Carry on the report about the Abkhazia–Georgia standoff, starting after its final sentence.

══ Excerpt to read

Last Wednesday, two powerful bombs exploded in the Abkhaz capital of Sukhumi, destroying a section of a railroad recently repaired by Russian construction troops that Georgia says are illegally in the rebel statelet, which Tbilisi – supported by most of the world – views as Georgian territory.
The next day, a few miles from this border post, Georgian police arrested four of the Russian peacekeepers, who have been in place under a 1994 cease-fire deal, leading a top Russian general, Alexander Burutin, to warn that if it happens again, "the consequences will be grave and there could be bloodshed."
If the fragile 1991 settlement that enabled the former Soviet Union to break relatively peacefully into 15 countries starts to unravel, the flash point may well be right here. But the antagonists would not be ragtag irregulars of the 1993 war but real armies, probably backed on one side by a resurgent Russia, on the other by NATO.
Peering over the half-mile-long bridge that separates Abkhazia from the Georgian town of Zugdidi, Ruslan, a burly Abkhaz border guard, says he helped to drive the fleeing Georgian Army across that bridge 15 years ago and expects to see them – now trained and equipped by the US – attempt a return any day now. "We will never agree to be part of Georgia again," he says. "I intend to live as an Abkhazian in a free country, and I'll fight for as long as it takes."

════
══ Data provided

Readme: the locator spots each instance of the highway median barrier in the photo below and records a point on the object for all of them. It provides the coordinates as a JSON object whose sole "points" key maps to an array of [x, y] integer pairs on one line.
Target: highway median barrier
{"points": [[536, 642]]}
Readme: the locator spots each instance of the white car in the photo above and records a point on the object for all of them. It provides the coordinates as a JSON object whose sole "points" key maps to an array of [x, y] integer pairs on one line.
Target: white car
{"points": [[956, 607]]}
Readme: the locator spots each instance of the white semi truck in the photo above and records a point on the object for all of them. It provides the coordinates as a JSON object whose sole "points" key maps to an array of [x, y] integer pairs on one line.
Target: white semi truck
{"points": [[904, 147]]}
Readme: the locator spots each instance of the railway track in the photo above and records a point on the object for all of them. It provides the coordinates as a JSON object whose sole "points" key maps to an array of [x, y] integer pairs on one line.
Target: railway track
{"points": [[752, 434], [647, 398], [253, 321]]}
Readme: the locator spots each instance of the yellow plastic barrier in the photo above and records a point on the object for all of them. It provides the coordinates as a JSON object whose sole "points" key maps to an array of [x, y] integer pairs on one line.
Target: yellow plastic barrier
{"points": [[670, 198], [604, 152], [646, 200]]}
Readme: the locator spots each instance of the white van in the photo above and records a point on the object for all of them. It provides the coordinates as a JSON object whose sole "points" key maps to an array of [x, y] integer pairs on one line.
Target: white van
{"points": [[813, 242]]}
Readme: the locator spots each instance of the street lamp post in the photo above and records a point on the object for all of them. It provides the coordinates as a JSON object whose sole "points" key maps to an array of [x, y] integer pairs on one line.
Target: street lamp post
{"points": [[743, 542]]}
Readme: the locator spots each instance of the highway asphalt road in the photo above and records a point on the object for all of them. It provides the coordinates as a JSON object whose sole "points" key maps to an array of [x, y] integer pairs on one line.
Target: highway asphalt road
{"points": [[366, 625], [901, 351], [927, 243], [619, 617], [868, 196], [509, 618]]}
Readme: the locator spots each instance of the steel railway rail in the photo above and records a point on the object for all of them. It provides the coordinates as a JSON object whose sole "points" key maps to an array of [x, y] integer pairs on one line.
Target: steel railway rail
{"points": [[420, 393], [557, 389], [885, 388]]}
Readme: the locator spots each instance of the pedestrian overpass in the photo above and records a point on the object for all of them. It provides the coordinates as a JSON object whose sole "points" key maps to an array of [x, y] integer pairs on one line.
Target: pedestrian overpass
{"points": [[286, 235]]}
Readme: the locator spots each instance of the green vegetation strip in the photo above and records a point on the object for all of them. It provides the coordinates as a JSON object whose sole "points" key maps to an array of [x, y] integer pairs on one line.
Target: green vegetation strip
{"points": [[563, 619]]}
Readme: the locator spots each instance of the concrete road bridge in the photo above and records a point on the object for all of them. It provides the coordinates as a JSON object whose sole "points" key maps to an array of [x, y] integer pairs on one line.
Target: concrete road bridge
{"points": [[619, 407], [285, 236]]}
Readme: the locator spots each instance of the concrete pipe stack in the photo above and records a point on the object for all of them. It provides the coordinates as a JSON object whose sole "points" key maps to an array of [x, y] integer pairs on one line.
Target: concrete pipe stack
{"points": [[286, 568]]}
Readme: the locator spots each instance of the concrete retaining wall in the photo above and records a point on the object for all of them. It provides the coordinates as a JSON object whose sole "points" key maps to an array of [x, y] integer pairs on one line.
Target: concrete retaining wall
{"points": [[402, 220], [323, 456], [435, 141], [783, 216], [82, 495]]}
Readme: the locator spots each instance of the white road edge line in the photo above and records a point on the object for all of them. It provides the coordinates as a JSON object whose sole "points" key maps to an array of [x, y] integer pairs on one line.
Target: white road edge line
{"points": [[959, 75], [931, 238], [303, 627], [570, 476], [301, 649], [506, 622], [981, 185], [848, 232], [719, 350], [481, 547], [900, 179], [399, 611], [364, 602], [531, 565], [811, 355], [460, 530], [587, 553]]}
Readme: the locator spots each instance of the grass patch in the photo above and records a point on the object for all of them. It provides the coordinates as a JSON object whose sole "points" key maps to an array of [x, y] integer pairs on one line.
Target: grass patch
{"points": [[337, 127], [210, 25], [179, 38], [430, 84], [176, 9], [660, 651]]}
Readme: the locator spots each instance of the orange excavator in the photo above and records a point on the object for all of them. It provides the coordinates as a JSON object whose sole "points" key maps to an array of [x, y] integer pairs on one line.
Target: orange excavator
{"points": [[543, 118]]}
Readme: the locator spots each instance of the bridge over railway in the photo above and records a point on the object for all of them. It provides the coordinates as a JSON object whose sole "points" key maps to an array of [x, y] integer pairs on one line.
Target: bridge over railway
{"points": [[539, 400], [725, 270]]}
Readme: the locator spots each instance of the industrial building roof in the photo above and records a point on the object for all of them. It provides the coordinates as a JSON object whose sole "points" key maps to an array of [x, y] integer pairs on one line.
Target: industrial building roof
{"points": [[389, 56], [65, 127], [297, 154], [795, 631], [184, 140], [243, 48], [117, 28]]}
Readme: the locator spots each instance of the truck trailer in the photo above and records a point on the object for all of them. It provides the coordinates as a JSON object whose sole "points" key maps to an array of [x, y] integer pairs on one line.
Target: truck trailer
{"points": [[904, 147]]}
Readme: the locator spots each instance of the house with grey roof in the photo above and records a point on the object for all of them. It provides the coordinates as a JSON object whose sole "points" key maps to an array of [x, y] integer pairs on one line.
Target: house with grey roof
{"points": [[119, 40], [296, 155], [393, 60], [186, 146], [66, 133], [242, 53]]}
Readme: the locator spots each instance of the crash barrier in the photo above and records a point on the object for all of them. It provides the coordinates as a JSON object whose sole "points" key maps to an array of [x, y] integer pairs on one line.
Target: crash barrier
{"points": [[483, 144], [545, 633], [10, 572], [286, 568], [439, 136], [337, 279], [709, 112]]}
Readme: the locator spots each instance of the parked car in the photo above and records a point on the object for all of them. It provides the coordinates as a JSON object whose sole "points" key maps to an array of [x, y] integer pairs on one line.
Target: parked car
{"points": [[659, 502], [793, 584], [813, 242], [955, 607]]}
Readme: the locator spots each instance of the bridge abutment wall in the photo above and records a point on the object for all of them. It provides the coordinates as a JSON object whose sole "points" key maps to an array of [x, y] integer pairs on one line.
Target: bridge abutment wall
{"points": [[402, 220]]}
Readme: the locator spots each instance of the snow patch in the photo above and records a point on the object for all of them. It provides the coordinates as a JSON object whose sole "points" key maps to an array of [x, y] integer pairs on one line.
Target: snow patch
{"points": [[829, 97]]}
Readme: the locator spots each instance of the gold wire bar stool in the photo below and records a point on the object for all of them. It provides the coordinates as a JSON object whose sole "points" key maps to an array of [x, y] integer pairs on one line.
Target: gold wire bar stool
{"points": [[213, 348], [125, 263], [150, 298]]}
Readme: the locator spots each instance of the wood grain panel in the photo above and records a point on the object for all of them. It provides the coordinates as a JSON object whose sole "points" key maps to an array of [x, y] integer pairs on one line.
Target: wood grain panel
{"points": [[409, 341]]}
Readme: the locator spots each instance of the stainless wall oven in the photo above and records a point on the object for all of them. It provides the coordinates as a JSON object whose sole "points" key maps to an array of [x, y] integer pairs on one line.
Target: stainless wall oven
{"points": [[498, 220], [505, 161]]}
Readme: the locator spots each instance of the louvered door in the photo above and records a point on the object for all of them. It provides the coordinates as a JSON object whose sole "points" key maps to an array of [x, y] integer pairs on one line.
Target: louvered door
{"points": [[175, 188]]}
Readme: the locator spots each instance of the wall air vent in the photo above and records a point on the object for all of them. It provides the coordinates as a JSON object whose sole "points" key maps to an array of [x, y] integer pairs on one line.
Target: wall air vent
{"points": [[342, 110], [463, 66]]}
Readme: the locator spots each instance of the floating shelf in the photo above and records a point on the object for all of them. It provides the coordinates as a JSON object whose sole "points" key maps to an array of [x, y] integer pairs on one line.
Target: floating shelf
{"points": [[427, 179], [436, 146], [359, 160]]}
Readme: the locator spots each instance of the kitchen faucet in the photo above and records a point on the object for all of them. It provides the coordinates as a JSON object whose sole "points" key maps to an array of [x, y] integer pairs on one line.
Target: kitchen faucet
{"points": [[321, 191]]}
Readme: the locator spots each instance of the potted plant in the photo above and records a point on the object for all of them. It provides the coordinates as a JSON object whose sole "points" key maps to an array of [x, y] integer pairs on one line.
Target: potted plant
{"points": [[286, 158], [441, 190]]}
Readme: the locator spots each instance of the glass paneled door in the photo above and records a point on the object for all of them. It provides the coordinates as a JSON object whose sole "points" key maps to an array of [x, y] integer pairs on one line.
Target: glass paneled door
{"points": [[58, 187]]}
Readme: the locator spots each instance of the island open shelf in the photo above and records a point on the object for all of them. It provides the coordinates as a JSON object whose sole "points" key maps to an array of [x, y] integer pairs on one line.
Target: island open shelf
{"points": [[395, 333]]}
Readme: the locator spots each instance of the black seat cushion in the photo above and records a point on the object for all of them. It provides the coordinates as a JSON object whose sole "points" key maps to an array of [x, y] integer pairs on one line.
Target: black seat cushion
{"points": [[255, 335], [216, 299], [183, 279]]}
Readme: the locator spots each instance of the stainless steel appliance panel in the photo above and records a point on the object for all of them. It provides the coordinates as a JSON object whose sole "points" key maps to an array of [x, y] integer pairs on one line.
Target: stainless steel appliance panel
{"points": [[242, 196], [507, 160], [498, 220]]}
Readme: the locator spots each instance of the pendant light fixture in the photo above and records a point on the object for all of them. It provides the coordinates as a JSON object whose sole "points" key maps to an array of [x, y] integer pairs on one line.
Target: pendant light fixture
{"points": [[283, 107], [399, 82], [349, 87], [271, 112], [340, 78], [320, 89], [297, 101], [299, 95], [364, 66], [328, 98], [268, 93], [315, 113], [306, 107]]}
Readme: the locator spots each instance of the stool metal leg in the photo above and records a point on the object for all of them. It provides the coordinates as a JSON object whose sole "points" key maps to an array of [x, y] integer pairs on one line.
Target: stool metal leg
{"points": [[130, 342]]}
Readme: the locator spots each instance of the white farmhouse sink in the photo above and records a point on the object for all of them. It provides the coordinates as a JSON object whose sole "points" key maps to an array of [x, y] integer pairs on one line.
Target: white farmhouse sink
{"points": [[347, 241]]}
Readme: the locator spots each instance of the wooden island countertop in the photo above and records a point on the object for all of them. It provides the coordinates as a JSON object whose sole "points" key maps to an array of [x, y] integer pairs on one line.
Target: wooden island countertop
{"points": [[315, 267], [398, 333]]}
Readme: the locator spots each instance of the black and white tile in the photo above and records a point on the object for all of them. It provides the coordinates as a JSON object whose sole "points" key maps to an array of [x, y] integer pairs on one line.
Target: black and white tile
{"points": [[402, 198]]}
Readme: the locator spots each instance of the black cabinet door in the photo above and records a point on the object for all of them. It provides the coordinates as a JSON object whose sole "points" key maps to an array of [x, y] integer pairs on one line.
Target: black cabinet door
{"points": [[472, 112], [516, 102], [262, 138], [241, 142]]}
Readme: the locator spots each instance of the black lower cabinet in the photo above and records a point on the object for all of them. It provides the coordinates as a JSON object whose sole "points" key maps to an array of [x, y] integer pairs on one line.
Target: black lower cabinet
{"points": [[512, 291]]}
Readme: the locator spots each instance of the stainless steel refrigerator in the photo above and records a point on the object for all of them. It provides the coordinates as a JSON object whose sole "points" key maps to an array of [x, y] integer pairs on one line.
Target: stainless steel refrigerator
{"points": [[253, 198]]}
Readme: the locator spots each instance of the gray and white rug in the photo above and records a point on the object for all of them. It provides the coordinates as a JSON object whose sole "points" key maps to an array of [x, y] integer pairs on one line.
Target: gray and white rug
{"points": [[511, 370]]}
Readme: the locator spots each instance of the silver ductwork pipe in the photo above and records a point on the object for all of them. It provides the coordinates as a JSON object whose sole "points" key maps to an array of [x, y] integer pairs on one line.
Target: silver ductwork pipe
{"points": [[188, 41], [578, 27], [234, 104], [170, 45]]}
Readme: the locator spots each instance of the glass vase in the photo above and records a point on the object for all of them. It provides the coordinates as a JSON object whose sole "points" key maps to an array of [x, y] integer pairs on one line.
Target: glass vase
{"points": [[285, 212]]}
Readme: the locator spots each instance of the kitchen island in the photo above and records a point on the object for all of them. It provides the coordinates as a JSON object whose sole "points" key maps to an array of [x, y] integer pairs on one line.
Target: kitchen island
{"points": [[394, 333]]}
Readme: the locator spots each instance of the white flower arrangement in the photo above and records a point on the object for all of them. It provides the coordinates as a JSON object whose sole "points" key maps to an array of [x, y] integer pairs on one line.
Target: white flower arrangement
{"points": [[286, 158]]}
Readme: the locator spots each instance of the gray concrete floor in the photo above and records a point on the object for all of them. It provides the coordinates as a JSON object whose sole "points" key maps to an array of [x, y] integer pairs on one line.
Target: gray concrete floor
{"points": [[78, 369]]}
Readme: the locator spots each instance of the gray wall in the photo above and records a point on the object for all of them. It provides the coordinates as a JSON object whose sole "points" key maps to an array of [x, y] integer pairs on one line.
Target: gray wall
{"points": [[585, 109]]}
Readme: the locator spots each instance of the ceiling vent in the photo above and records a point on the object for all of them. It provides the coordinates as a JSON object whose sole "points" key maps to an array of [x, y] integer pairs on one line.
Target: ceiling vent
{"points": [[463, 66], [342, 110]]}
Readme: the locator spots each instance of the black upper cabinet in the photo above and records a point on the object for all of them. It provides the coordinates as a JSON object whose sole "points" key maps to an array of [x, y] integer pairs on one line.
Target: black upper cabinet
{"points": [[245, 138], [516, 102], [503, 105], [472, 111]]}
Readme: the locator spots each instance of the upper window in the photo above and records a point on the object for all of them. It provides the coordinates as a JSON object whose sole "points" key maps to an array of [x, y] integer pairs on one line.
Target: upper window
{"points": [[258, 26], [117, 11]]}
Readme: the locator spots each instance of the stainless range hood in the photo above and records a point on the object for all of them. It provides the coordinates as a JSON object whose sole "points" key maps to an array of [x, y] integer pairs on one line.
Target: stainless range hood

════

▶ Exercise output
Most of the world breathed a sigh of relief when the USSR's collapse did not bring vast Yugoslavia-like upheavals, and cheerful scenarios seemed to be borne out when the former Soviet Baltic states of Estonia, Latvia, and Lithuania joined the European Union and the NATO alliance in 2004.
Little-noticed wars
Amid the hopeful 1990s, few people noticed the savage wars of secession that rocked the Caucasus region, leading to the emergence of fiercely pro-Moscow statelets like Abkhazia, South Ossetia, and the Armenian enclave of Nagorno Karabakh in Azerbaijan.
Along with Transdniestria, a rebel Slavic republic in Moldova, these little pieces of post-Soviet unfinished business were tagged "frozen conflicts" because it seemed unlikely that any big country, even Russia, would ever recognize their de facto independence.
But dramatic geopolitical changes are threatening a return to hot war, this time with an oil-rich, stronger Russia standing unambiguously behind the separatist territories.
After many Western countries recognized the former Serbian territory of Kosovo earlier this year, despite Moscow's angry opposition, Russia eased its 14-year-old economic embargo on Abkhazia and the State Duma passed a resolution demanding full recognition. The prospect of NATO expansion into Georgia and Ukraine – a question that was postponed at NATO's Bucharest summit in April – has prompted Moscow to crank up its rhetoric against Georgia and send construction troops, not covered by the 1994 agreement, into Abkhazia. Those troops were tasked with reopening a dormant railroad link that runs from Rostov, Russia, through Sochi to Sukhumi, and would be crucial for supplying troops in the event of a conflict.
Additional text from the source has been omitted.